→ **EXTRAIT DU DOCUMENT**:
************

VII. Du Plessis Mornai accusé par Grotius d’être Junius Brutus. Comment justifié par Rivet.

L’endroit où Grotius assure que l’écrit de Junius Brutus a été fait par Mornai est à la page 91 de son dernier ouvrage contre Rivet. C’est un ouvrage posthume, imprimé l’an 1645, sous le titre de Rivetiani Apologetici pro Schismate contra Votum Pacis facti, Discussio. Dans un écrit précédent, je veux dire dans son Appendix de Antichristo, il n’avait pas voulu nommer Mornai. L’exécrable livre de Boucher, dit-il [e], touchant la déposition de Henri III, roi de France, a été tiré, quant aux raisons, et même quant aux expressions, non pas de Mariana ou de Santarel ; mais de Junius Brutus (je sais assez qui c’est, mais puisqu’il a voulu être caché, qu’il le soit), et de quelques autres savans de la même secte. Liber flagitiosissimus Boucherii de abdicatione Henrici III, Galliarum regis, non argumentis tantùm sed et verbis desumtus est, non ex Marianâ aut Santarello, sed ex Junio Bruto (quis is sit sat scio, sed quia latere voluit, lateat), ex viris doctis quidem at factionis ejusdem. Dans une lettre qu’il écrivit de Paris, le 28 de février 1643 [f], il n’use point d’une semblable retenue. Je crois avoir écrit, dit-il, que l’auteur du Junius Brutus est Philippe de Mornai, et que Louis Villiers est celui qui fit imprimer le livre : je le redis encore, parce que des Ma-

  1. C’est celle de Giessæ Hassorum, 1687.
  2. C’est son Museum, où il dit : Qui se Bruti nomine dissimulat sive Mornaus is est, sive Hubertus Languetus.
  3. À Strasbourg, l’an 1674, avec ses Institutiones Politicæ.
  4. Voyez la IIe. dissertation, pag. 322 ; et la XVIe., pag. 209.
  5. Grot. Append. de Antichr., p. 59, édit. in-12, Amst. 1641.
  6. C’est la DCXLI de la IIe. partie.

************

→ **RELEVÉ**:
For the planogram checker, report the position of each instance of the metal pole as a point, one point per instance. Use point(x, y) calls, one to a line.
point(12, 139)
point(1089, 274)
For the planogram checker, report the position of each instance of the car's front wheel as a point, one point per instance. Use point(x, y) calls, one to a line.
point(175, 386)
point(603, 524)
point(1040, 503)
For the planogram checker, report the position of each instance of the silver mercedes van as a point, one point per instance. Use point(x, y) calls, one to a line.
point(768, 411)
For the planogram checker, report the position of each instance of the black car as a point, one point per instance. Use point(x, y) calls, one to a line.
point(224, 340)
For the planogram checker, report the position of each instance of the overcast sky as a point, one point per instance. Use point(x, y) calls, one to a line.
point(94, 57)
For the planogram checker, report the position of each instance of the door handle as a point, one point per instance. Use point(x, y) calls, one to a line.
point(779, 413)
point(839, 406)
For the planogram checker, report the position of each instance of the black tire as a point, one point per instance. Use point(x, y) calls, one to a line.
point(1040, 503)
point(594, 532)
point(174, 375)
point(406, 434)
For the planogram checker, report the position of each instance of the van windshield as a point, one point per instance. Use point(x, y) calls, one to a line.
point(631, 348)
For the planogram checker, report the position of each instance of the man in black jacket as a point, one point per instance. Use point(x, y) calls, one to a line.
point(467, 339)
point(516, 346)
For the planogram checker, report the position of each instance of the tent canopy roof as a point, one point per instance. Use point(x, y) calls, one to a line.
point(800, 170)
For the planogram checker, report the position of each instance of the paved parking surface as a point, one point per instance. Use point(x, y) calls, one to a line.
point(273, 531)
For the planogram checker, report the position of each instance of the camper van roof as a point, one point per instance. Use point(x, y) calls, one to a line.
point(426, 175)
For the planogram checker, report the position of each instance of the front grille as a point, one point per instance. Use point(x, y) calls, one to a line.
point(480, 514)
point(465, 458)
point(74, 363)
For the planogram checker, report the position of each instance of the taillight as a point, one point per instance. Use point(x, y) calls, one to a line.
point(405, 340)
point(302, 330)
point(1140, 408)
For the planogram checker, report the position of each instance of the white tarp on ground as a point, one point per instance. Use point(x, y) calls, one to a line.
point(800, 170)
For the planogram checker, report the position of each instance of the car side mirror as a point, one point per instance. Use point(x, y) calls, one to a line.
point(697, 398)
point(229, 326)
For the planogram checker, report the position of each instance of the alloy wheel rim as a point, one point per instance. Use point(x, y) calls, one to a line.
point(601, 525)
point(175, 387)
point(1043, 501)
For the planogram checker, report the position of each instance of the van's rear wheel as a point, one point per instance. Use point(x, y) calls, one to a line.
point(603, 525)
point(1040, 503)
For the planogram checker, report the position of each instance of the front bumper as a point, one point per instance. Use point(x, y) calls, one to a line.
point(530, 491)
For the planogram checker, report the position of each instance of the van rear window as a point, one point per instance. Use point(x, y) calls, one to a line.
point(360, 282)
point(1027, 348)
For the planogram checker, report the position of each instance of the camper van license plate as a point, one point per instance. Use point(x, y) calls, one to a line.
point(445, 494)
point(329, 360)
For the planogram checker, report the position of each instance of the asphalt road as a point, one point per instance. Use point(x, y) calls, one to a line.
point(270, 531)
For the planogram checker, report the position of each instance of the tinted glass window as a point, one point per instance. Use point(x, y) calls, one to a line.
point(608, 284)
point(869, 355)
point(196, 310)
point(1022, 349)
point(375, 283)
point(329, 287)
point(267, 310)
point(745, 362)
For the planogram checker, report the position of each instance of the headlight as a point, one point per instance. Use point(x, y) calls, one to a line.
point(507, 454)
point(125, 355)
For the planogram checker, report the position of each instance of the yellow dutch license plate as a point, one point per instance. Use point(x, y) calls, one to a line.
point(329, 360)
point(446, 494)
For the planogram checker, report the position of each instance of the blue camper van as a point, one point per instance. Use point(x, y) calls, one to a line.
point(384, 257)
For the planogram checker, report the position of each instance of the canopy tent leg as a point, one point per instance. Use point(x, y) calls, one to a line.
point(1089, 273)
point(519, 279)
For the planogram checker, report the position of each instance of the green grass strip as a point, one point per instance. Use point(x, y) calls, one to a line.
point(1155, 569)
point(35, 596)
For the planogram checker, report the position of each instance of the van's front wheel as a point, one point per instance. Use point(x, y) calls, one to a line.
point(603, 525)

************

→ **SÉRIE D'EXERCICES**:
a - Recopiez, s'il vous plaît, le passage de l'extrait allant de "1. C’est celle" jusqu'à "XVIe., pag. 209.", en substituant "Genève" à "Strasbourg".
b - D'après l'extrait, en quelle année l'ouvrage posthume de Grotius contre Rivet a-t-il été imprimé ?
c - Résumez l'extrait en deux phrases.

→ **CORRIGÉ PAR EXERCICE**:
a -
1. C’est celle de Giessæ Hassorum, 1687.
  2. C’est son Museum, où il dit : Qui se Bruti nomine dissimulat sive Mornaus is est, sive Hubertus Languetus.
  3. À Genève, l’an 1674, avec ses Institutiones Politicæ.
  4. Voyez la IIe. dissertation, pag. 322 ; et la XVIe., pag. 209.

b - En 1645.

c - À la page 91 de son dernier ouvrage contre Rivet, un écrit posthume imprimé en 1645, Grotius affirme que l'écrit de Junius Brutus a été fait par Mornai. Il avait refusé de le nommer dans son Appendix de Antichristo, mais dans une lettre écrite de Paris le 28 février 1643, il désigne Philippe de Mornai comme l'auteur et Louis Villiers comme celui qui fit imprimer le livre.